→ 正文:
· · ·
给你一个链表,删除链表的倒数第 n 个结点,并且返回链表的头结点。
进阶:你能尝试使用一趟扫描实现吗?
示例 1:
输入:head = [1,2,3,4,5], n = 2
输出:[1,2,3,5]
示例 2:
输入:head = [1], n = 1
输出:[]
示例 3:
输入:head = [1,2], n = 1
输出:[1]
提示:
链表中结点的数目为 sz
1 <= sz <= 30
0 <= Node.val <= 100
1 <= n <= sz
来源:力扣(LeetCode)
链接:https://leetcode-cn.com/problems/remove-nth-node-from-end-of-list
思路:
1.暴力解法:首先我们经过一次遍历得到链表的长度count,可计算出需要删除第coune-n+1个元素,接着我们再进行遍历,将指针temp移动到需要删除元素的前一个元素进行删除(注意对首元素的删除特殊处理)
/**
* Definition for singly-linked list.
· · ·
点位标注示例:
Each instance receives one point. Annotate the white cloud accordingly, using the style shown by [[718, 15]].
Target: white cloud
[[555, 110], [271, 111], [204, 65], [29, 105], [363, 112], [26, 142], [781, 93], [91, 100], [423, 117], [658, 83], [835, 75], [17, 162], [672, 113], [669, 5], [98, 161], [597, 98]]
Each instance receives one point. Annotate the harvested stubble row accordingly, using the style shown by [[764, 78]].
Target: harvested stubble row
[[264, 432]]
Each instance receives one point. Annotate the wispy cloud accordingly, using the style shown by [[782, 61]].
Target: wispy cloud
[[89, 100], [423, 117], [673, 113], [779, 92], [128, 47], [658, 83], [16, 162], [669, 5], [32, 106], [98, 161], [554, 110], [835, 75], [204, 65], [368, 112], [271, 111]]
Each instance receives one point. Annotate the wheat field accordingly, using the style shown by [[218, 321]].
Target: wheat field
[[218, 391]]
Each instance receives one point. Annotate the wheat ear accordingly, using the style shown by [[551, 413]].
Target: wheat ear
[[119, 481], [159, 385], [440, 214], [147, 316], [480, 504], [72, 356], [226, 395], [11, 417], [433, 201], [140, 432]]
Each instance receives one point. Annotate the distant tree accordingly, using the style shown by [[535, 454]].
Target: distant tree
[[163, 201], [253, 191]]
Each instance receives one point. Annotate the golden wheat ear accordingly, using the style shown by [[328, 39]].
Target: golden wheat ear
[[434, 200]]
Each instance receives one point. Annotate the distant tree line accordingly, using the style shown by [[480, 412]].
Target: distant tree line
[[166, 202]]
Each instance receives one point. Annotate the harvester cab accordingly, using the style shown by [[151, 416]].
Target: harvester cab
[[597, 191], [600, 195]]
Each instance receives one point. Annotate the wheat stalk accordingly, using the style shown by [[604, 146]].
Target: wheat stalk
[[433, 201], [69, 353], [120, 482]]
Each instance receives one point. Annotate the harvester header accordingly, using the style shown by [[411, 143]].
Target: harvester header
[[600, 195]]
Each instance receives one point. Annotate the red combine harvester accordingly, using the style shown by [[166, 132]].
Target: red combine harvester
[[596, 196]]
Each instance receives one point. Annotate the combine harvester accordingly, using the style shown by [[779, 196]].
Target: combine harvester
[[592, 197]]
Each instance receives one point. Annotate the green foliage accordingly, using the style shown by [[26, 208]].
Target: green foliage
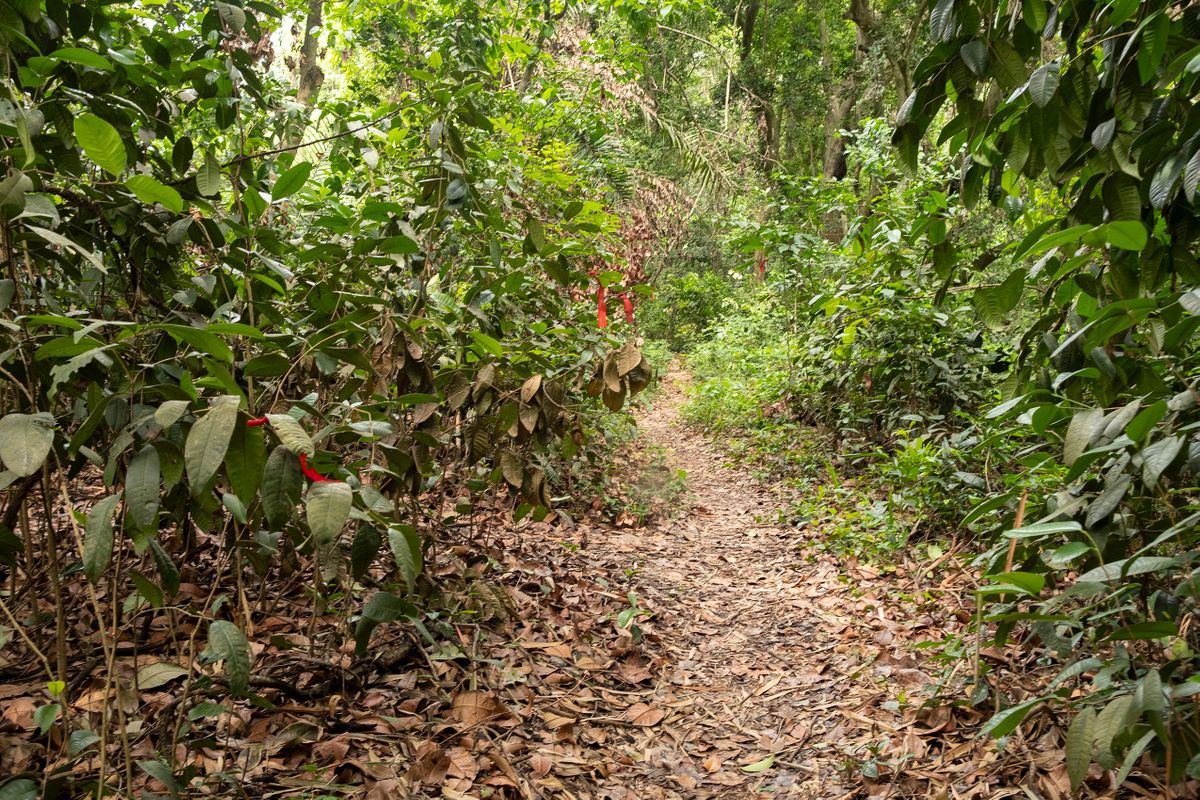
[[1098, 101], [221, 304]]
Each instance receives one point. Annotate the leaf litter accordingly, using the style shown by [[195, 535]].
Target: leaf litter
[[706, 653]]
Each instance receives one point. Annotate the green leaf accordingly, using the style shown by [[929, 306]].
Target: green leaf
[[150, 191], [18, 789], [208, 441], [1003, 723], [232, 17], [228, 643], [281, 487], [97, 537], [292, 180], [1158, 456], [975, 55], [1079, 746], [245, 462], [1129, 567], [143, 488], [364, 549], [159, 673], [1043, 84], [66, 244], [208, 178], [327, 509], [1141, 425], [382, 607], [292, 433], [489, 344], [1025, 583], [268, 365], [25, 441], [101, 142], [201, 340], [46, 716], [406, 547], [760, 765], [1143, 631], [82, 56], [1123, 234], [1084, 427]]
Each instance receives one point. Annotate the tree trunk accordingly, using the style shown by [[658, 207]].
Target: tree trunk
[[311, 74]]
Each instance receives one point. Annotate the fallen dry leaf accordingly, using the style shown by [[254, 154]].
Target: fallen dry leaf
[[645, 715]]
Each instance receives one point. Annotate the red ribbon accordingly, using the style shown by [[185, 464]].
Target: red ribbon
[[313, 475], [310, 473]]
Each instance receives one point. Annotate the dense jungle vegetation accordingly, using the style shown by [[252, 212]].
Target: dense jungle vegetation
[[305, 302]]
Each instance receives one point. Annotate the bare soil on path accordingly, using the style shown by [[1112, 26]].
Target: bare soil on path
[[771, 665]]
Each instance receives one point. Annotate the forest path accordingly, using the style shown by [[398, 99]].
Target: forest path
[[769, 654]]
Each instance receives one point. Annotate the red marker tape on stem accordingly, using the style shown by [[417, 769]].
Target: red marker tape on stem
[[313, 475], [310, 473]]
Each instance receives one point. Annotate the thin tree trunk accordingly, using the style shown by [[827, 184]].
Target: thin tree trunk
[[311, 74]]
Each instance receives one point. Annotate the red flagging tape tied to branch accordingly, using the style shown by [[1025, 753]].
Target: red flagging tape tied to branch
[[313, 475], [310, 473]]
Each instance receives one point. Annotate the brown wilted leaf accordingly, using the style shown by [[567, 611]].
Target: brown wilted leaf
[[430, 764], [645, 715], [475, 708]]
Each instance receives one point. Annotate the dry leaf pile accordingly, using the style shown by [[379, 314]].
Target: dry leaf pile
[[745, 663]]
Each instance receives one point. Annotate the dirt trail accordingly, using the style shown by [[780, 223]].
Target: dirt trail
[[763, 672]]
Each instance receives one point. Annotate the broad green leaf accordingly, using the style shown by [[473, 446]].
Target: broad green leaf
[[1079, 746], [82, 56], [67, 244], [292, 180], [1003, 723], [489, 344], [25, 441], [97, 539], [382, 607], [150, 191], [291, 433], [143, 488], [1158, 456], [21, 788], [1129, 567], [364, 549], [1125, 234], [328, 509], [208, 178], [208, 441], [1025, 583], [232, 16], [281, 487], [406, 547], [1084, 427], [1044, 529], [159, 673], [1043, 84], [245, 462], [1141, 425], [761, 765], [1140, 631], [201, 340], [228, 643], [101, 142]]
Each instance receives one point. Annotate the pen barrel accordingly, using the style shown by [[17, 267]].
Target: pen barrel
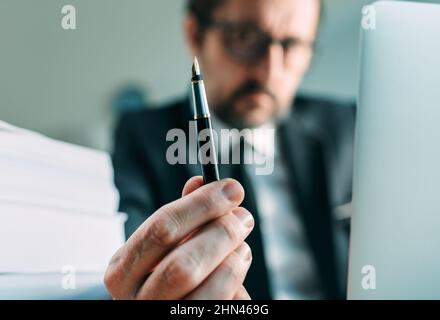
[[207, 154]]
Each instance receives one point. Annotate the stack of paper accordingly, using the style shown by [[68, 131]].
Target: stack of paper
[[58, 210]]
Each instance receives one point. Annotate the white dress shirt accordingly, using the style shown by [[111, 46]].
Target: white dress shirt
[[291, 268]]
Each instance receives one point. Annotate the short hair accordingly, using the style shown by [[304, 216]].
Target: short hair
[[202, 9]]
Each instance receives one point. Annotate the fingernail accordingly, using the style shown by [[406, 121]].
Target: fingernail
[[244, 251], [233, 191], [245, 217]]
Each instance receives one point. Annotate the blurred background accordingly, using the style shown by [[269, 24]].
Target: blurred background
[[69, 84]]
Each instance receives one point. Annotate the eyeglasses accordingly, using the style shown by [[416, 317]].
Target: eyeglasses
[[248, 44]]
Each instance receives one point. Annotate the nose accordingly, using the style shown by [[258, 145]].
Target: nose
[[270, 68]]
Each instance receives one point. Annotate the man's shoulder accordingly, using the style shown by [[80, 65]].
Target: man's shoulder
[[156, 115], [323, 116], [149, 126]]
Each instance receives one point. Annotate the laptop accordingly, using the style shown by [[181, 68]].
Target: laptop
· · ·
→ 任务要求: 请逐字照抄上面关于删除链表倒数第 n 个结点的正文,全文照录,不做任何改动。

→ 任务结果:
给你一个链表,删除链表的倒数第 n 个结点,并且返回链表的头结点。
进阶:你能尝试使用一趟扫描实现吗?
示例 1:
输入:head = [1,2,3,4,5], n = 2
输出:[1,2,3,5]
示例 2:
输入:head = [1], n = 1
输出:[]
示例 3:
输入:head = [1,2], n = 1
输出:[1]
提示:
链表中结点的数目为 sz
1 <= sz <= 30
0 <= Node.val <= 100
1 <= n <= sz
来源:力扣(LeetCode)
链接:https://leetcode-cn.com/problems/remove-nth-node-from-end-of-list
思路:
1.暴力解法:首先我们经过一次遍历得到链表的长度count,可计算出需要删除第coune-n+1个元素,接着我们再进行遍历,将指针temp移动到需要删除元素的前一个元素进行删除(注意对首元素的删除特殊处理)
/**
* Definition for singly-linked list.